**WHAT IS ASKED**
Gather each line of the data below that contains the string "leaf". Case counts.

[Entries from a dataset]

'''

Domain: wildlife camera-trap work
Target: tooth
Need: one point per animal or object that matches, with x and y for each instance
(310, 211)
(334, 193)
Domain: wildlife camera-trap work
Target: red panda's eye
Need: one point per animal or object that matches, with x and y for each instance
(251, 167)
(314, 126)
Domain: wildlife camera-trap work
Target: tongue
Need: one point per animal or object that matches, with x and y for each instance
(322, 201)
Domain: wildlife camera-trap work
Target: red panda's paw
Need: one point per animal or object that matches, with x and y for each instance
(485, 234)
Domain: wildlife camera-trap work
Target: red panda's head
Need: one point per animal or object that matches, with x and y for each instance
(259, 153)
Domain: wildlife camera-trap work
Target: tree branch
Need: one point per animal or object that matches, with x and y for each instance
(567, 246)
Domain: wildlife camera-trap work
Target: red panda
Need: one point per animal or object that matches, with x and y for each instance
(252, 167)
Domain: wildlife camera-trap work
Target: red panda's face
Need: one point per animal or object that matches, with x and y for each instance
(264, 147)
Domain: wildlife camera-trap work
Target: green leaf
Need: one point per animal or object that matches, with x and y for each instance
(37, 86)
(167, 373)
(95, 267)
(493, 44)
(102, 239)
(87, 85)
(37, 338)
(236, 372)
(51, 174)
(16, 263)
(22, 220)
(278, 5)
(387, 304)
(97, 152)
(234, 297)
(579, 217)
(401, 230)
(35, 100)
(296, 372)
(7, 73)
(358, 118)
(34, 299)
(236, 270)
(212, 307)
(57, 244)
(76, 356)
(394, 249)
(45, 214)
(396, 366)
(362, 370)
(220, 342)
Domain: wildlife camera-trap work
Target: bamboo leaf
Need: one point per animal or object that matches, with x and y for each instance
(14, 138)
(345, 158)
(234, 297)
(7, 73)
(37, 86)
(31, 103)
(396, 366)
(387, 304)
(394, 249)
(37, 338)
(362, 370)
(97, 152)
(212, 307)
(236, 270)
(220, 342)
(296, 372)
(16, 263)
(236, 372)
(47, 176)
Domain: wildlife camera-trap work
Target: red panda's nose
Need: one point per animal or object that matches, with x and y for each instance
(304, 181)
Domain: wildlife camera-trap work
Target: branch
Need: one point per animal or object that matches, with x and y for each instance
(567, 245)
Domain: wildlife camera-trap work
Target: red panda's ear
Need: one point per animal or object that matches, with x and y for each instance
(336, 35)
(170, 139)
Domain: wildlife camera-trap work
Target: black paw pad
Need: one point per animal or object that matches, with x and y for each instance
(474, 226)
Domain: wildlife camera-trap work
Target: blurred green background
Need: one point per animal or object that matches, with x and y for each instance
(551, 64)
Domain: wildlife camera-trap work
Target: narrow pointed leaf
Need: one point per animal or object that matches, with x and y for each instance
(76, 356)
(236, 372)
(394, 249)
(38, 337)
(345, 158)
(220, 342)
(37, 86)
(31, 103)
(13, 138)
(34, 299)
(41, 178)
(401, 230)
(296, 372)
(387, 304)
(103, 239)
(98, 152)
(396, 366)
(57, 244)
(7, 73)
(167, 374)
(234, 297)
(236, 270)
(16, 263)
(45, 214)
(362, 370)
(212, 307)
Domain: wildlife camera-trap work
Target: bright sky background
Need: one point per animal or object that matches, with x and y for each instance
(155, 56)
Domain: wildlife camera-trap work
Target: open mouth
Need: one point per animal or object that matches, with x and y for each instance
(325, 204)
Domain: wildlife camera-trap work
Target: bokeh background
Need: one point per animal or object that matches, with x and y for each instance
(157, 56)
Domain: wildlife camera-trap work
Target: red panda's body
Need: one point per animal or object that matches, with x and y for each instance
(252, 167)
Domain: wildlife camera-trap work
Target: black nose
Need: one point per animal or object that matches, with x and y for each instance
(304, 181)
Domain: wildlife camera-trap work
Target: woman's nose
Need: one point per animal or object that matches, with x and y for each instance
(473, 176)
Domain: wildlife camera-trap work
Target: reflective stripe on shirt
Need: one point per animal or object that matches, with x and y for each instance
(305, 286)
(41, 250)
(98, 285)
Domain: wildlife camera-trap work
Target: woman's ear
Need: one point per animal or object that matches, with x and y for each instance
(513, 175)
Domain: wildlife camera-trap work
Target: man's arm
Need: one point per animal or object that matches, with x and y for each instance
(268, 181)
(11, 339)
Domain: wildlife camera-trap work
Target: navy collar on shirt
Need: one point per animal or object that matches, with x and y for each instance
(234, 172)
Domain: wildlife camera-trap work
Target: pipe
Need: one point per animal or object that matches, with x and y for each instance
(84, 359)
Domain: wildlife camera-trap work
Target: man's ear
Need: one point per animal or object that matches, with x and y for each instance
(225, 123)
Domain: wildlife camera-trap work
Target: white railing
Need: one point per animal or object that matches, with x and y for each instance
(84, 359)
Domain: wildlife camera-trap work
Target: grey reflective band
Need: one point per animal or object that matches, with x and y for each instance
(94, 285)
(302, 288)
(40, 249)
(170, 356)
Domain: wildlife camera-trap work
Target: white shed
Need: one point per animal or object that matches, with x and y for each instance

'''
'''

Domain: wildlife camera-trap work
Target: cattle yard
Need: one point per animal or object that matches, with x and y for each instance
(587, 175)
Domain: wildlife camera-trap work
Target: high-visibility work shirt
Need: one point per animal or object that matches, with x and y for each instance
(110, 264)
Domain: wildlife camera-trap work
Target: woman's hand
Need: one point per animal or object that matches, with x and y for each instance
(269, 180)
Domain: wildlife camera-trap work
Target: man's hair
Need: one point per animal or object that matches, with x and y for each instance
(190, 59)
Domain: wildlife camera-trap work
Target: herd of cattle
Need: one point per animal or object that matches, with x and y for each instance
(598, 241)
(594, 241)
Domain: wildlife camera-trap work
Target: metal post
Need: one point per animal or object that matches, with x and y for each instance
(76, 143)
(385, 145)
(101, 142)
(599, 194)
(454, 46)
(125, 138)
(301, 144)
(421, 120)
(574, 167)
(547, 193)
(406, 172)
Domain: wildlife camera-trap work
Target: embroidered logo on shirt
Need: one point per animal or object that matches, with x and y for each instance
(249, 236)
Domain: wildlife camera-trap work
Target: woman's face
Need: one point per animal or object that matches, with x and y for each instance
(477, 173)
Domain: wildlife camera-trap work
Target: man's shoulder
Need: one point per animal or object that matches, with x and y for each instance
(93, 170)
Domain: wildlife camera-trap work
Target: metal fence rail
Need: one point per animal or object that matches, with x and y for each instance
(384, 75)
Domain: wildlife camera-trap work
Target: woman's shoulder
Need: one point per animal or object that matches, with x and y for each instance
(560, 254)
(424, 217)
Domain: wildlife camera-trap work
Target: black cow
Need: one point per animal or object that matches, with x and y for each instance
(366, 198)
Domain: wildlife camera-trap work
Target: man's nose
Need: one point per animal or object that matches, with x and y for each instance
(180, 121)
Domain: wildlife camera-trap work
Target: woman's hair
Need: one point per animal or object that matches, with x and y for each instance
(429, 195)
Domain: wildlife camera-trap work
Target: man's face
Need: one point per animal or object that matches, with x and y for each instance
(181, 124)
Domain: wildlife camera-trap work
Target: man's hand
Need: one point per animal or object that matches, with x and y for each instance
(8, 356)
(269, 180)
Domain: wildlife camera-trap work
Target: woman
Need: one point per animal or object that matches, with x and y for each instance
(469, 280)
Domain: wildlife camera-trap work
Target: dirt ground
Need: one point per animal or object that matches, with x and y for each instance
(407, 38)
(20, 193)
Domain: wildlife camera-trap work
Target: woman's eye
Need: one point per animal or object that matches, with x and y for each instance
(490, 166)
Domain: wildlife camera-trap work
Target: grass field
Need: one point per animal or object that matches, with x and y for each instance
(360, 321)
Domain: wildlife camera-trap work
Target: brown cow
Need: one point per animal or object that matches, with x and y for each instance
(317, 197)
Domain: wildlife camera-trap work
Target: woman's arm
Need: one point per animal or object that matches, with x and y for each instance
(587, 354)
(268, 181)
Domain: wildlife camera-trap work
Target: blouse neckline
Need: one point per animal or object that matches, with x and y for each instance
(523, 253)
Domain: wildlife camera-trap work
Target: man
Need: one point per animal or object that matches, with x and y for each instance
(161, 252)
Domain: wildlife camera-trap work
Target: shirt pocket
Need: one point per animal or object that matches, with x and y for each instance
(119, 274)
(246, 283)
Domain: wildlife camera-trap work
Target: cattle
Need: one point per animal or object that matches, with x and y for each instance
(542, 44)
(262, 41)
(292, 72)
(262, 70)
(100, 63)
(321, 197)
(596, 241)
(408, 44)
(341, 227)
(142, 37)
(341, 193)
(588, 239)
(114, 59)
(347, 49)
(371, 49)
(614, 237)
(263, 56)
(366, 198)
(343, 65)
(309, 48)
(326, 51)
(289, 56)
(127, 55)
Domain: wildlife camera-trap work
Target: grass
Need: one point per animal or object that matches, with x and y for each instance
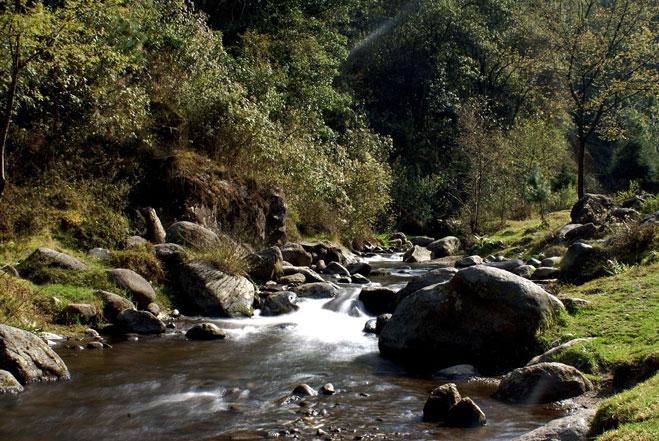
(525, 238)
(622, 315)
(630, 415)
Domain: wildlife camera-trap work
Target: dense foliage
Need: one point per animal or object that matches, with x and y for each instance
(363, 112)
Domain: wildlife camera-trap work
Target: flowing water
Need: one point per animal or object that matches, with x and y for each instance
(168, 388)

'''

**OUTPUT OF THE TASK**
Target: green leaf
Target: bamboo leaf
Target: narrow pointed leaf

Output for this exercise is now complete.